◆ Teks Sumber:

>>>

Pada tanggal 12 September 1962, di tengah persaingan sengit dengan Uni Sovyet terkait dominasi di luar angkasa, presiden AS saat itu, John F. Kennedy menyampaikan pidato yang begitu dahsyat di depan 50 ribu orang di sebuah stadion sepakbola di Rice University di Houston, Texas. Pidato itu kemudian terus diingat sebagai sebuah tonggak sejarah Amerika Serikat, yang mampu menggerakkan seluruh negeri untuk bergerak bersama, mengejar ketertinggalan.
“We choose to go to the moon. We choose to go to the moon in this decade and do the other things, not because they are easy, but because they are hard, because that goal will serve to organize and measure the best of our energies and skills, because that challenge is one that we are willing to accept, one we are unwilling to postpone, and one which we intend to win, and the others, too.”
“Kita memilih untuk pergi ke bulan. Kita memilih untuk pergi ke bulan di dekade ini , dan juga melakukan banyak hal lain, bukan karena itu (pergi ke bulan) adalah hal yang mudah dilakukan, namun justru karena hal tersebut sulit dilakukan. Karena untuk bisa mencapai tujuan itu,bangsa kita harus mampu mengerahkan segenap daya, upaya, dan seluruh keahlian kita, sebuah tantantan besar yang kita sudah sepakat menerimanya, dan tidak menundanya, dan tekad kita itu menang.”
Tujuh tahun setelah pidato menggetarkan itu, tepatnya 20 Juli 1969, astronot-astronot Apollo 11 yakni Neil Amstrong dan Buzz Aldrin memenuhi visi Kennedy, mendarat di permukaan bulan, dan kembali ke bumi dengan selamat 4 hari kemudian.
Di masa dan tempat yang lain, seorang yang kurus tinggi memasuki sebuah ruangan besar yang berisi ratusan petambang di Duisburg, Jerman barat. Waktu itu, 10 Desember 1964, pria tinggi yang berwajah tegang tersebut melihat kerumunan pekerja-pekerja petambang dari Korea Selatan tersebut dengan mata nanar, dan tak lama kemudian air matanya tumpah. Si pria itu adalah Park Chung-hee, presiden Korsel kala itu yang mengunjungi para pekerja korsel yang merantau menjadi petambang di Jerman.
Dengan mata yang masih berair, suaranya yang berat dan serak memulai pidato historisnya.

<<<

◆ Coba Kerjakan: Sebutkan setiap nama orang yang muncul dalam teks sumber tentang pidato Kennedy dan kunjungan Park Chung-hee.

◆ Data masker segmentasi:

>>>

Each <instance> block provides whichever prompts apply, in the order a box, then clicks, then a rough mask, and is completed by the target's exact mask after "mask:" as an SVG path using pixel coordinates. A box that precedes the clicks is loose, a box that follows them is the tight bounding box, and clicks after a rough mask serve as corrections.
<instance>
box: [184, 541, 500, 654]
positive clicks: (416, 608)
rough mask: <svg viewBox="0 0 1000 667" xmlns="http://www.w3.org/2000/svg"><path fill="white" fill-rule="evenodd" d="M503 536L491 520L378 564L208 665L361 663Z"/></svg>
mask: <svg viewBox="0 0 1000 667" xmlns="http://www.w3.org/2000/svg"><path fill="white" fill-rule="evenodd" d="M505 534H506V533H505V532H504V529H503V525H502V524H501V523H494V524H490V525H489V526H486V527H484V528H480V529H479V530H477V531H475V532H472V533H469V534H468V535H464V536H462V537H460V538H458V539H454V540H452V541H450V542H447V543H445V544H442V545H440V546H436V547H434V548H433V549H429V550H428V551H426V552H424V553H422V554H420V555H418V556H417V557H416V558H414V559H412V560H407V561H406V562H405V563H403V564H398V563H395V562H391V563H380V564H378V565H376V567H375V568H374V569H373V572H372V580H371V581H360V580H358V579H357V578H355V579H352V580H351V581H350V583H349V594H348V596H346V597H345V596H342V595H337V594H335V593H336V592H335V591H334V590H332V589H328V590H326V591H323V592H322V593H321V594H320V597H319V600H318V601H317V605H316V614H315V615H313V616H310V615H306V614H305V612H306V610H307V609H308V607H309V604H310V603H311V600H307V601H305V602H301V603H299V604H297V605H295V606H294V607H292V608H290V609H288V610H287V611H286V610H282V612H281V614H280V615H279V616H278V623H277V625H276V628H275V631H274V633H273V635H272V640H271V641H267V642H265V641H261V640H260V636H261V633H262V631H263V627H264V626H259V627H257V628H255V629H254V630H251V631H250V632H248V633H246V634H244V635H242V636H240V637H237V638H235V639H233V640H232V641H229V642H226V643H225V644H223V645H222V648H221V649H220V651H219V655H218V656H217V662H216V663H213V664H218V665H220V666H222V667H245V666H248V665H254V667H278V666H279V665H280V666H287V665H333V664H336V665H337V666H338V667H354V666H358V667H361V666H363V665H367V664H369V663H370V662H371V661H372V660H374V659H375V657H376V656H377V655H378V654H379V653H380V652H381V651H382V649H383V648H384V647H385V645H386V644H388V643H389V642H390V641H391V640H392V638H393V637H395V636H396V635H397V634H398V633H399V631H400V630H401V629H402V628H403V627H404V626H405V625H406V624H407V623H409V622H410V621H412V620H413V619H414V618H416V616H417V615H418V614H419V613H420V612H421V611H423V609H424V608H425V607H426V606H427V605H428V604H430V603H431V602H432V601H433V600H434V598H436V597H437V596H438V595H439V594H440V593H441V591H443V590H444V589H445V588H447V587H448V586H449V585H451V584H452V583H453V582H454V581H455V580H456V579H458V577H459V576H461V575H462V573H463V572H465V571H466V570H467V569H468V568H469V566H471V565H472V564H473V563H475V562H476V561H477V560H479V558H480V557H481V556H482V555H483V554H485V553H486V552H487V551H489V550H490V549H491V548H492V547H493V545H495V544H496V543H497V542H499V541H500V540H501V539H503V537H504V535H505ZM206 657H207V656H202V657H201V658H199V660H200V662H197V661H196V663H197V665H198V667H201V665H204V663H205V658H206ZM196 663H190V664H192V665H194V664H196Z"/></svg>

<<<

◆ Jawaban: John F. Kennedy, Neil Amstrong, Buzz Aldrin, Park Chung-hee